| What is being asked |
Keep the images out and copy every entry below exactly.

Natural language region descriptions
##############################
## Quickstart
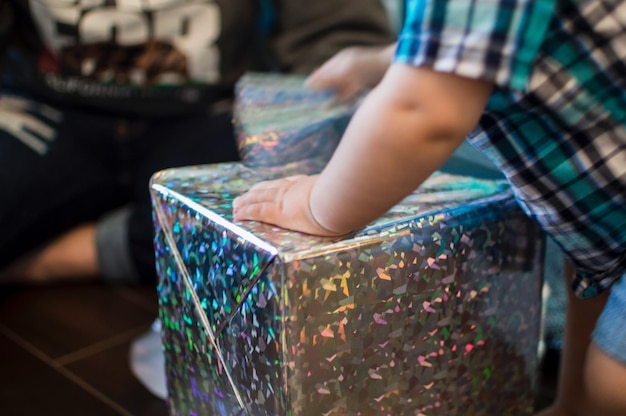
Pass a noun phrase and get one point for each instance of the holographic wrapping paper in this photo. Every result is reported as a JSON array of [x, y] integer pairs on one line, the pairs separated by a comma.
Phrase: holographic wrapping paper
[[278, 121], [434, 309]]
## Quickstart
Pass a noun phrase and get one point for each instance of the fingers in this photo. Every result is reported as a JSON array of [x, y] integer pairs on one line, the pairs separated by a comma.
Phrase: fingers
[[282, 202]]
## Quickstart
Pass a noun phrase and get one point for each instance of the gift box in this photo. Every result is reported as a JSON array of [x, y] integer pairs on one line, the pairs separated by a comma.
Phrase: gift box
[[433, 309], [280, 122]]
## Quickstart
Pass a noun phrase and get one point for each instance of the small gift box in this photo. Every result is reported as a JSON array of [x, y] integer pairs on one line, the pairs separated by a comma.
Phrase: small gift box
[[433, 309]]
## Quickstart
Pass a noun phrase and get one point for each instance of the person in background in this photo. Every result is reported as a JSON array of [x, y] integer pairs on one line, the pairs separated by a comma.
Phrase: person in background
[[540, 87], [97, 96]]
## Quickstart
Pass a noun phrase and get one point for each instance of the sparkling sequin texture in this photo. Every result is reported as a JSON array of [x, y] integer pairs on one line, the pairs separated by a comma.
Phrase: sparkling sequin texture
[[434, 309], [311, 122]]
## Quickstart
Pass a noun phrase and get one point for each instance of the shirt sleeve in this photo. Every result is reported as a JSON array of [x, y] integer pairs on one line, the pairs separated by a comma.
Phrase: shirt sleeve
[[490, 40], [307, 34]]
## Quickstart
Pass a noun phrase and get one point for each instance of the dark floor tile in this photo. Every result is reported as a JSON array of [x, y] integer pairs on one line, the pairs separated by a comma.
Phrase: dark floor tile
[[30, 386], [109, 372], [62, 319]]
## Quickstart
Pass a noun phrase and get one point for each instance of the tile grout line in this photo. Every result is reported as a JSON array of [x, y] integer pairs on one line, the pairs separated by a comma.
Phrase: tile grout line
[[62, 370], [102, 345], [139, 300]]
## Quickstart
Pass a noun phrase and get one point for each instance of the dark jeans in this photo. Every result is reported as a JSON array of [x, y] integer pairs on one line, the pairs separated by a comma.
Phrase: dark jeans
[[62, 167]]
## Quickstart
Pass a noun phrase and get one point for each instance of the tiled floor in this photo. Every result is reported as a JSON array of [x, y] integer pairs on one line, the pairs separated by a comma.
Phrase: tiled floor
[[64, 350]]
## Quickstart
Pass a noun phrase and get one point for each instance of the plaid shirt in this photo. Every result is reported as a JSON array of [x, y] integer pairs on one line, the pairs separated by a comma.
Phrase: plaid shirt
[[555, 123]]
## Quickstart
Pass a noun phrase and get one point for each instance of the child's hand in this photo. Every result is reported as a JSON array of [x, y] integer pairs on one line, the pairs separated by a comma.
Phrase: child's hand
[[352, 71], [282, 202]]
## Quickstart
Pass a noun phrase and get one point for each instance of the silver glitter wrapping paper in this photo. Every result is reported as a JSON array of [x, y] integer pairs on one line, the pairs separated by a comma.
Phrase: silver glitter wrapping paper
[[434, 309], [311, 123]]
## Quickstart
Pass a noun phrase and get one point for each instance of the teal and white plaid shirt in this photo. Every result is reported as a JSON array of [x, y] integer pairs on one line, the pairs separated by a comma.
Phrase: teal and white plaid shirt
[[555, 123]]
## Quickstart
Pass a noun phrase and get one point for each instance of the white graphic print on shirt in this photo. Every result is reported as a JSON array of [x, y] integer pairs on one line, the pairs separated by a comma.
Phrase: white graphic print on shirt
[[138, 42]]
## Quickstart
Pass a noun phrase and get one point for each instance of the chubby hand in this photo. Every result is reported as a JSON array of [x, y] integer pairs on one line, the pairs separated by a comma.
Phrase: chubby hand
[[282, 202], [351, 71]]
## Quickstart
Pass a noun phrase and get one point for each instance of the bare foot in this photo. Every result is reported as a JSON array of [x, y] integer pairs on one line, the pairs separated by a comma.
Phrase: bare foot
[[71, 256]]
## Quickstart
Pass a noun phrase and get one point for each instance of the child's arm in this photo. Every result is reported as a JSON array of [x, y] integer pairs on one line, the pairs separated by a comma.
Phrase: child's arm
[[405, 129], [352, 70]]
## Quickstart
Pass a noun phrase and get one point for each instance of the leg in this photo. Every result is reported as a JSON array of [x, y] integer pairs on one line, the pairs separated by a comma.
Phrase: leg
[[605, 371], [590, 382], [71, 256], [165, 143], [54, 183]]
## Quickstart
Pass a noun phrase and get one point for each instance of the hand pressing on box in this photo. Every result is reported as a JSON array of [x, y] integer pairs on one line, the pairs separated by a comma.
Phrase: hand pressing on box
[[404, 130], [352, 71], [283, 202]]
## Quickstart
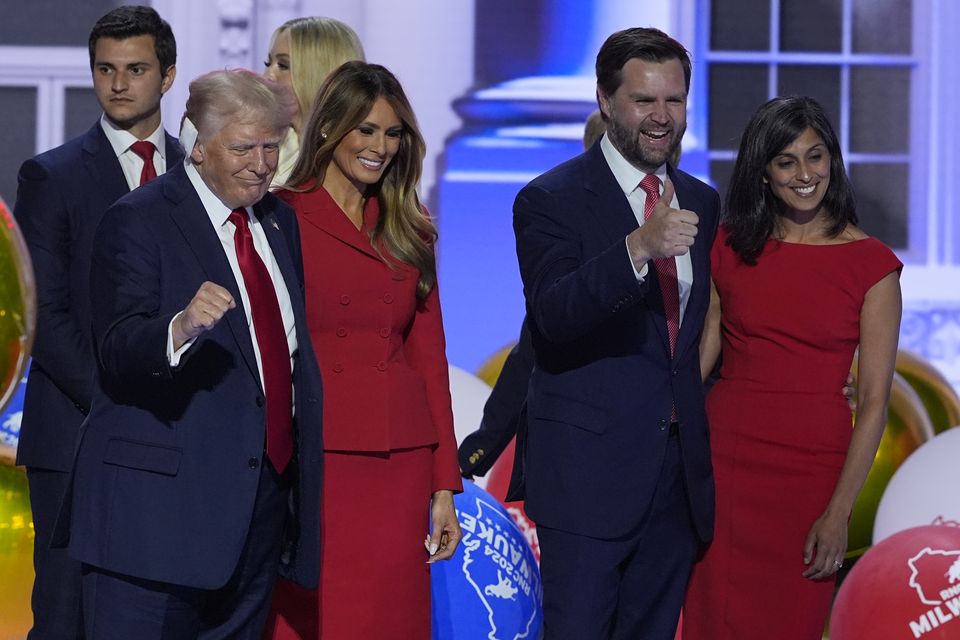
##############################
| Task answer |
## Quickstart
Pass a noun phrase and get one point for each instance of the holographic wrapping paper in this photo. Every result is reported as a JSON array of [x, y] integer pairs on one line, the pairs separated by a comma.
Phrase: holographic wrapping paper
[[278, 121], [434, 309]]
## Quickstart
Pass a noun phrase and get one point for each instance of the fingers in this photo. Every result is reported as a JSON array of [x, y] integer pairs on one line, the pairs separated by a comma.
Phrase: fingers
[[282, 202]]
## Quickstart
Pass a noun phrase and get one point for each instance of the gift box in this photo. Every result is reported as a JSON array of [x, y] integer pairs on one line, the pairs separated by a comma.
Phrase: gift box
[[433, 309], [280, 122]]
## Quickstart
Pass a noun phrase and get one point for each instance of the small gift box in this photo. Every result is reported as a JSON array of [x, y] integer pairs on one line, the pairs separated by a comma.
Phrase: small gift box
[[433, 309]]
## Quickstart
Pass a noun phrase and get one point for each instance of the person in background in this photo. Every result is reported as a JSON array of [x, y] integer pairs on one line, the pairs separated by a comma.
Phrase: person in background
[[540, 87], [97, 96]]
## Quickstart
Pass a noun phrase and get one point for each instance of the sparkling sequin texture in this photo. Every result is reported as a JSON array of [x, y] integer pairs on one line, the pairs separated by a comma.
Phrase: sparkling sequin texture
[[434, 309], [311, 122]]
## Quickstart
Pass a noun phrase and get one point for each instance of the shirt sleeve in this photo. Every result is reported as a JSON array of [x, y] integer pairs on one line, the pairs separated by a comma.
Phrase: shirt sleeve
[[490, 40], [307, 34]]
## Quickstart
Pass a noun phrase and get one point for each instance of the dark floor tile in this photo. Every result is reported as a JSON array of [x, y] integer pairs on one line, the pairs separated by a comma.
Phrase: dark floor tile
[[30, 386], [109, 372], [62, 319]]
## Quickstart
Pass a noun phrase and get one point for each instance of the tile grout line in this photo. Every result is reported as a JSON array of [x, y] integer pairs on one line, the pairs separated by a comma.
Phrase: tile grout line
[[62, 370], [102, 345], [139, 300]]
## Quickstart
Pass a noun phrase and get one point for each instance of the dark jeans in this photo. Every result is reported as a JSON array of [x, y] integer pairs on one line, the pairs separated by a comma.
Phrase: dark jeans
[[62, 167]]
## Quickstart
Pass a noun phrase and get one point for each instance of the tiled floor in this photo. Every result is reported as a JSON array of [x, y] integer pairs on one line, the pairs separated by a comma.
Phrase: tiled floor
[[64, 350]]
## Quickstart
Pass a noun phrase and get one point for each instance of the plaid shirt in this photo. Every result is reported as a JSON array of [x, y] integer pairs on one line, the pairs separated by a comma.
Phrase: plaid shirt
[[555, 123]]
## Quickstart
Pass a noun phrase and get one point for each instance of the child's hand in this photo. Every result is reported as a JSON array of [x, y] integer pairs on one line, the pairs separated by a comma.
Phrase: child's hand
[[352, 71], [282, 202]]
## Quickstart
Pass a noun phrase and get one point for each instance of the silver glitter wrapping paper in this photo. Every result is reported as a JSON array of [x, y] integer pairs on one line, the pairs separated by a comma.
Phrase: silver glitter wrapping paper
[[434, 309], [311, 123]]
## Quickstart
Pass a noun phrase and get one point for each instance of the teal and white plaid shirt in this photo. Every result is reported as a JSON array of [x, y] integer pairs on one line, the pairs separated by a comma.
Phrase: teal and white plaid shirt
[[555, 123]]
## Quickstart
Pass a noun phrase and get one point for each instance of the white graphic print on shirt in this photo. Every result is reported as a JSON array of [x, y] integer pairs on one line, the pairs separated by a comma.
Phrase: white graphic print on shirt
[[138, 42]]
## Quickstart
Pass a noun phrase and get one point for each instance of the chubby hand in this photo. Every result is reported as a JSON array of [x, y] integer pairs on one line, the pairs separated by a comma.
Phrase: chubby hand
[[282, 202], [351, 71]]
## Quickstart
Pass a noun phrase and get one point for each instance of the bare foot in this photo. Every result is reported as a JSON array of [x, y] integer pairs on one line, the pairs separated by a comma.
Phrase: bare foot
[[71, 256]]
## Quickstart
Pass a noun phrase and get one point for each instance of the child's arm in this photo. Every result is reported as a JSON array of [x, y] integer pairs on one line, the pairs separated by a comma.
Phrase: child's arm
[[405, 129], [352, 70]]
## Quickstart
Pass a noun phrase and get one point for each instance of the leg in this photo. Every result is reported as a JSON array of [x, y] integer pairs on one line, the pairs separated by a comma.
Phrase: leg
[[605, 371], [590, 382], [71, 256], [165, 143], [54, 183]]
## Quickstart
Pass a noun phrase and get one point for each instance of the hand pressing on box in this photo. Every result is reported as a JSON array of [x, y] integer pairs on one line, the pairs separated by a comma.
Phrase: hand pressing on box
[[404, 130], [352, 71], [283, 202]]
## Quickstart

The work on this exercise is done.